● **Task directions**
Exactly as written, retype the listing below, omitting the pictures.

● **Given data**
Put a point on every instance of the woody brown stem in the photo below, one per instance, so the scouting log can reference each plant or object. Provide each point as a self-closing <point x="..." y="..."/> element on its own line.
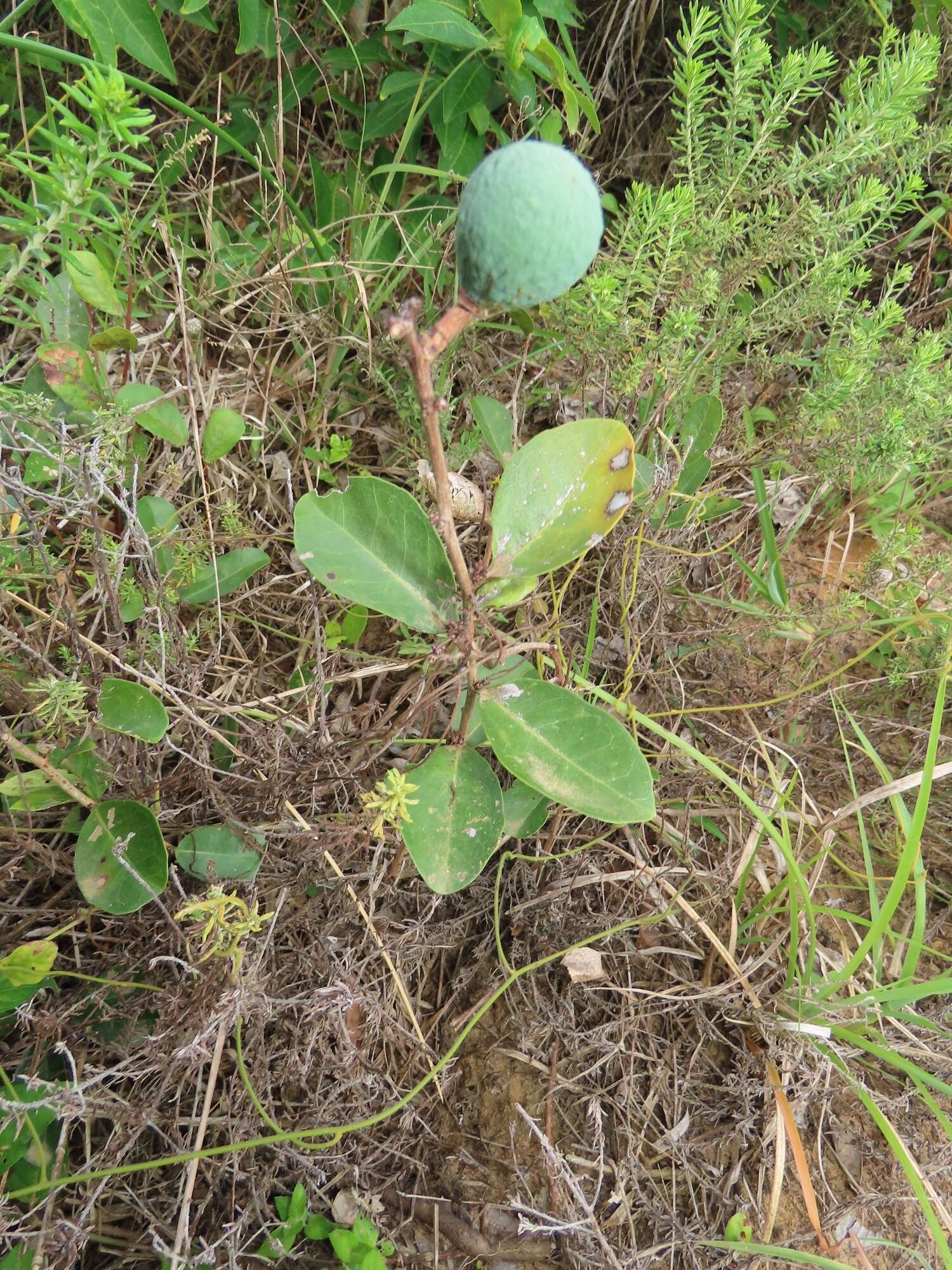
<point x="423" y="349"/>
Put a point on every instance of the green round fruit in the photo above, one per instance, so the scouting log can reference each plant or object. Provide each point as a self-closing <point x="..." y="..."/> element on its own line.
<point x="529" y="228"/>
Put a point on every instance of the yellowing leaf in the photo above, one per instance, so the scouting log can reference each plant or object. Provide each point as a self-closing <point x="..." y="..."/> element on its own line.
<point x="30" y="963"/>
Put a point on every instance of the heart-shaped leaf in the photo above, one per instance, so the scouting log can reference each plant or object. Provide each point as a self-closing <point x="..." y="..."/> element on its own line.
<point x="115" y="835"/>
<point x="164" y="420"/>
<point x="458" y="821"/>
<point x="375" y="544"/>
<point x="569" y="750"/>
<point x="223" y="432"/>
<point x="129" y="708"/>
<point x="559" y="496"/>
<point x="216" y="853"/>
<point x="225" y="575"/>
<point x="497" y="426"/>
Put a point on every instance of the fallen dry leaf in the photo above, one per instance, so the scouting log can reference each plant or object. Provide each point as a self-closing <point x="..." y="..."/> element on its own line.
<point x="585" y="966"/>
<point x="466" y="498"/>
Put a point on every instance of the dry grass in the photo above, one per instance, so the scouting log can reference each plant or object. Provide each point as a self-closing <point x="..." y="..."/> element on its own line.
<point x="616" y="1123"/>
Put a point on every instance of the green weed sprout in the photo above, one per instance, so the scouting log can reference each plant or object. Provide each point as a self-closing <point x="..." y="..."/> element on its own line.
<point x="390" y="801"/>
<point x="228" y="923"/>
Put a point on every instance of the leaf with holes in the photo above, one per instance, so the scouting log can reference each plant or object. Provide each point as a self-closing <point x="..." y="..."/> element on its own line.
<point x="216" y="853"/>
<point x="569" y="750"/>
<point x="374" y="544"/>
<point x="560" y="495"/>
<point x="458" y="821"/>
<point x="129" y="708"/>
<point x="224" y="576"/>
<point x="163" y="420"/>
<point x="121" y="862"/>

● **Result of this exercise**
Put a point on every instance of the woody brown stem in the photo below, one per instance, so the scouting log can reference each plant or object. Provide each point as a self-closing <point x="..." y="..."/> element on its own line.
<point x="423" y="349"/>
Put a point on every instance of the green round fruit in the photo above, one per instance, so the scouting log can reference each plant or object. Provide each point as a self-closing <point x="..." y="..."/> element on its own line.
<point x="529" y="228"/>
Put a point on every instance of the yellowing leaf in the photo above, one per instance, so the scouting log can reference each plant or object. Provide each point as a self-closing <point x="..." y="..."/> element on its own line.
<point x="30" y="963"/>
Put a point on every instance of the heart-shaped leaf in the photo above, one per instance, so the scouting log can reference each plant or object. Provide each point as a self-closing <point x="..." y="..."/> element on its own line.
<point x="115" y="835"/>
<point x="164" y="420"/>
<point x="458" y="821"/>
<point x="375" y="544"/>
<point x="569" y="750"/>
<point x="223" y="432"/>
<point x="129" y="708"/>
<point x="559" y="496"/>
<point x="216" y="853"/>
<point x="225" y="575"/>
<point x="497" y="426"/>
Put a point on every instance of the fallen dry leaf in the photo above, one per instance, so the scouting log can reference each plant or object. Provide each point as a self-closing <point x="..." y="..."/> element on its own line.
<point x="585" y="966"/>
<point x="466" y="498"/>
Put a point on every instance of the dry grass in the photo above, one per instance, so the scouting log can reference each plant or object. Provide each point as a self-closing <point x="..." y="..."/> element on its own line.
<point x="616" y="1123"/>
Put a point on every instance of the green weed sprout in the photo above, one per instance, so the scouting log can reference each plant or object. Provide each point as a self-closing <point x="..." y="..."/> element on its own line.
<point x="390" y="801"/>
<point x="228" y="923"/>
Put a point on every instance of the leaf with holes in the photo above, one per instance, so the scouting log can reference each plant or object. Provide each point as a self-closing <point x="..." y="..."/> element on its own line.
<point x="216" y="853"/>
<point x="569" y="750"/>
<point x="374" y="544"/>
<point x="560" y="495"/>
<point x="458" y="821"/>
<point x="129" y="708"/>
<point x="224" y="576"/>
<point x="163" y="420"/>
<point x="121" y="862"/>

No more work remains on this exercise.